• Source data:
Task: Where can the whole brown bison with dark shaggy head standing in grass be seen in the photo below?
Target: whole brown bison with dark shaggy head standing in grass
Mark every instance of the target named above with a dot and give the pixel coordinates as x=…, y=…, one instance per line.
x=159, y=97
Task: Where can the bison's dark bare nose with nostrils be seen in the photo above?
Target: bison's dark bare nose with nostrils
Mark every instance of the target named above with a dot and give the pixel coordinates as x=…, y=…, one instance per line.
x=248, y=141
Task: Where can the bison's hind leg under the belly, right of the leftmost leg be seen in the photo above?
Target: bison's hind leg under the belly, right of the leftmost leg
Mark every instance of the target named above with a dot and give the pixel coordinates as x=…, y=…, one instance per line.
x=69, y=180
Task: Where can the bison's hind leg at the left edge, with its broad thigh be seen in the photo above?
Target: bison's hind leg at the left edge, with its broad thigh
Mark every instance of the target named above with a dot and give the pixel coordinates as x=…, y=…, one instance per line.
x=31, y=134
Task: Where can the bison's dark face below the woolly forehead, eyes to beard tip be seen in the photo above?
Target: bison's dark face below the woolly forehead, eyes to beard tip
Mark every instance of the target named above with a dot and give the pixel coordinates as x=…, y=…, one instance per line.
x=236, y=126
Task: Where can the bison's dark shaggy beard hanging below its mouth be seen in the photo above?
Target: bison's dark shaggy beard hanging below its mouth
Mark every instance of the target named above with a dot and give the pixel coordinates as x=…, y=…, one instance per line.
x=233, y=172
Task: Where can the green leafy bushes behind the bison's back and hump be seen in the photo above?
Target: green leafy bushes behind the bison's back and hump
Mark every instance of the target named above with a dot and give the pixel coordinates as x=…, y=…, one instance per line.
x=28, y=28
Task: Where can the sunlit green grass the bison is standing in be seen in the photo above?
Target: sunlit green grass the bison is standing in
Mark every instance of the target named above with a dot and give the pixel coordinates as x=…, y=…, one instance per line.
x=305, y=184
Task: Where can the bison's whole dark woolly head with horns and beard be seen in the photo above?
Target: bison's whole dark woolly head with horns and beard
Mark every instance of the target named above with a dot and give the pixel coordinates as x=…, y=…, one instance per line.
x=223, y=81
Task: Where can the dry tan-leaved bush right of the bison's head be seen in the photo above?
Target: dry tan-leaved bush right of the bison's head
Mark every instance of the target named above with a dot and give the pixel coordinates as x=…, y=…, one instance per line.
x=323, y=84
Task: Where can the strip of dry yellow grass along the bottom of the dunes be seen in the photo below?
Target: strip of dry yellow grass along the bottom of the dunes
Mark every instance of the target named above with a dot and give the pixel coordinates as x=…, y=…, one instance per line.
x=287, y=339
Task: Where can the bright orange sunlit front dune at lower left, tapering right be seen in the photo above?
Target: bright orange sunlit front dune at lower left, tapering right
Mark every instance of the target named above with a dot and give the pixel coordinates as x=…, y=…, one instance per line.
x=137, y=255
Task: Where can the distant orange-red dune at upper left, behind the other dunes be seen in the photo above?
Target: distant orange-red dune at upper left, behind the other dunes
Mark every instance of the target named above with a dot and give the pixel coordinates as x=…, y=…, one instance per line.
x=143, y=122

--

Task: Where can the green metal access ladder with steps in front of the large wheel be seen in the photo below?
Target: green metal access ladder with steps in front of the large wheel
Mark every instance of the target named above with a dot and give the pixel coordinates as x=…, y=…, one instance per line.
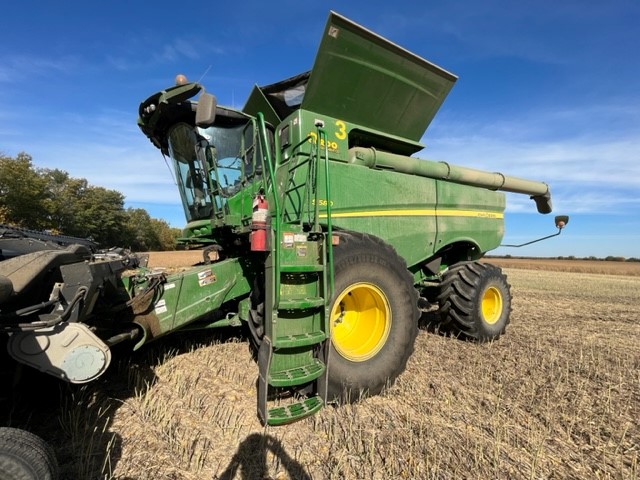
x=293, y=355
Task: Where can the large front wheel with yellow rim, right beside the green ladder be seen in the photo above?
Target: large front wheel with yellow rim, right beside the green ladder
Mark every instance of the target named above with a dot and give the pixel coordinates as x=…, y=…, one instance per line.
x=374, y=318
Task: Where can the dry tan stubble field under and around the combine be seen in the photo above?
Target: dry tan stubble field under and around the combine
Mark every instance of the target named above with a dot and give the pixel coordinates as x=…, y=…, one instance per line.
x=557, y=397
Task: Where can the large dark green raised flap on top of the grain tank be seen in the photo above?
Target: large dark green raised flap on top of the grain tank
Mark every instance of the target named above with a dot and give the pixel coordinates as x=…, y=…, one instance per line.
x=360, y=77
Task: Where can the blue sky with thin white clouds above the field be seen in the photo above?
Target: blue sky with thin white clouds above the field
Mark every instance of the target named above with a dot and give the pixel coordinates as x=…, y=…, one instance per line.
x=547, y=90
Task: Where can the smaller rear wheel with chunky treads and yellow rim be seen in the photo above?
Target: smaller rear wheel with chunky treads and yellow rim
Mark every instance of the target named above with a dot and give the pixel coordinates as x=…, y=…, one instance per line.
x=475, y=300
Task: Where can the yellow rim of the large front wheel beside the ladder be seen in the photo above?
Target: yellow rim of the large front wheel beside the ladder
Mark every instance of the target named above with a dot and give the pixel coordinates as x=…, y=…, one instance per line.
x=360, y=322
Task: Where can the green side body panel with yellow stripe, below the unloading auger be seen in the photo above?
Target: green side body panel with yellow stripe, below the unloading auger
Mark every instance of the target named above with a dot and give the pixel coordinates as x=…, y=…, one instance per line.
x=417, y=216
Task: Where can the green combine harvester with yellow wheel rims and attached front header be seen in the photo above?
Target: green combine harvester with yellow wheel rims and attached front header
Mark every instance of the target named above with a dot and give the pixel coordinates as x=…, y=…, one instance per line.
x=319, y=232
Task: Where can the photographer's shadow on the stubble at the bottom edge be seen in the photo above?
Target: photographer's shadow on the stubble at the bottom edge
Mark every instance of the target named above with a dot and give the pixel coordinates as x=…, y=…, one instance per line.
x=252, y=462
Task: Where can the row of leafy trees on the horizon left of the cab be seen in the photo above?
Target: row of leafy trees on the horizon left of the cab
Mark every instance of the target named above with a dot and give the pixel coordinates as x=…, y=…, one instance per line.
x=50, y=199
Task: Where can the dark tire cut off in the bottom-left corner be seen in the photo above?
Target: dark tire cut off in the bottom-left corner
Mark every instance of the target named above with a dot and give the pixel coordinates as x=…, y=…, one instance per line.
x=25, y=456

• Exercise brief: Of the lines above, retype only those from the line containing "Target: blue sky" through the line containing "Target: photographer's shadow", including both, exactly.

• The answer:
Target: blue sky with thin white clouds above the field
Mark every instance of the target named above with a dot and give the pixel coordinates as x=…, y=…, one instance per line.
x=547, y=90
Task: Where can the smaller rear wheel with chunky treads and yellow rim be seen in the photo above?
Target: smaller rear wheel with chunky treads and yellow rim
Mark every instance of the target named above with a dot and give the pixel coordinates as x=…, y=…, one instance per line.
x=475, y=300
Task: Where can the yellow rim of the large front wheel beside the ladder be seen in the photo above?
Target: yellow rim of the large front wheel beside the ladder
Mark every instance of the target named above with a dot and give the pixel coordinates as x=…, y=…, one instance per line.
x=360, y=322
Task: Where can the green side body panel with yellow stripe, below the unloading auger be seen in the photo above?
Target: green side body panel with yellow stripe, below the unloading auger
Mark every instance of the target named above with a dot and give the pixel coordinates as x=…, y=…, one instance per line.
x=417, y=216
Task: Where can the green combine harvester with yellow wheel rims and attached front header be seen in the photo above?
Target: green combine harvester with yellow wheel rims and attached front header
Mark every instance of the target named above with a dot and give the pixel coordinates as x=…, y=…, one instance per line.
x=319, y=232
Task: Where can the photographer's shadow on the stubble at the bottom edge be seen in the photo above?
Target: photographer's shadow on the stubble at the bottom edge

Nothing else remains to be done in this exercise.